> **What to work on**: Please reproduce the passage on FY 2025 profit, cash flow, and debt word for word.

> **Page extract**:

-------------------------

Overall, net profit more than doubled to SGD 324 million in FY 2025 from SGD 157 million in FY 2024, underscoring the significant uplift in our core performance, powered by revenue growth, stronger margins, sustained cost optimization, and disciplined execution. As mentioned, we also reported much stronger cash flows in FY 2025, which is the reflection of the discipline that goes into ensuring that all our projects are on our progressive milestone payment terms and robust project cash flow management throughout each project. Consequently, operating cash flow increased to SGD 142 million in FY 2025 from SGD 97 million. Excluding the effect of one-off legacy payments, operating cash flow rose 4.5 x to SGD 440 million, reflecting the level of cash generation that we expect moving forward.

Investing cash flow was largely neutral, with SGD 122 million of project and safety-related CapEx, such as that for Batam Yard, to prepare for the 2 GW HVDC projects, balanced by asset divestment proceeds. We will continue to be measured in our capital expenditure, which is mostly focused on investments that will enable growth. All in all, we generated SGD 443 million in free cash flow, excluding one-off legacy payments. This is more than double that of FY 2024. We are confident in the execution and the cash flow of our post-merger contracts. Moving on to capital structure. We continue to adopt a prudent and disciplined approach to enhance resilience and afford us the financial agility to position for growth.

Our gross debt decreased 5% year-on-year to SGD 2.5 billion as at end December 2025. Through active refinancing, our cost of debt has declined from 4.9% at end December 2024 to 3.4% at end December 2025, driven both by lower base rates and tighter margins. We continue to broaden our funding sources and leverage our improved credit profile to secure favorable refinancing outcomes. Our liquidity position remains strong, with SGD 3.1 billion in cash and undrawn committed facilities, giving us ample headroom to support operations, pursue growth opportunities, and other capital allocation requirements. In summary, our balance sheet remains robust, with a low net leverage ratio of 0.8x and a net gearing of 0.1x as at 31st December 2025.

-------------------------

> **Data extract**:
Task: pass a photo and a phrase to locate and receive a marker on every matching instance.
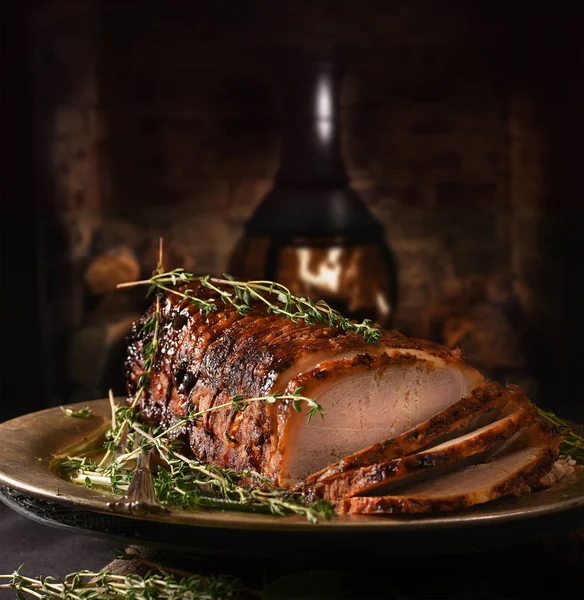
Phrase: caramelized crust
(205, 360)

-------------------------

> **Solution**:
Overall, net profit more than doubled to SGD 324 million in FY 2025 from SGD 157 million in FY 2024, underscoring the significant uplift in our core performance, powered by revenue growth, stronger margins, sustained cost optimization, and disciplined execution. As mentioned, we also reported much stronger cash flows in FY 2025, which is the reflection of the discipline that goes into ensuring that all our projects are on our progressive milestone payment terms and robust project cash flow management throughout each project. Consequently, operating cash flow increased to SGD 142 million in FY 2025 from SGD 97 million. Excluding the effect of one-off legacy payments, operating cash flow rose 4.5 x to SGD 440 million, reflecting the level of cash generation that we expect moving forward.

Investing cash flow was largely neutral, with SGD 122 million of project and safety-related CapEx, such as that for Batam Yard, to prepare for the 2 GW HVDC projects, balanced by asset divestment proceeds. We will continue to be measured in our capital expenditure, which is mostly focused on investments that will enable growth. All in all, we generated SGD 443 million in free cash flow, excluding one-off legacy payments. This is more than double that of FY 2024. We are confident in the execution and the cash flow of our post-merger contracts. Moving on to capital structure. We continue to adopt a prudent and disciplined approach to enhance resilience and afford us the financial agility to position for growth.

Our gross debt decreased 5% year-on-year to SGD 2.5 billion as at end December 2025. Through active refinancing, our cost of debt has declined from 4.9% at end December 2024 to 3.4% at end December 2025, driven both by lower base rates and tighter margins. We continue to broaden our funding sources and leverage our improved credit profile to secure favorable refinancing outcomes. Our liquidity position remains strong, with SGD 3.1 billion in cash and undrawn committed facilities, giving us ample headroom to support operations, pursue growth opportunities, and other capital allocation requirements. In summary, our balance sheet remains robust, with a low net leverage ratio of 0.8x and a net gearing of 0.1x as at 31st December 2025.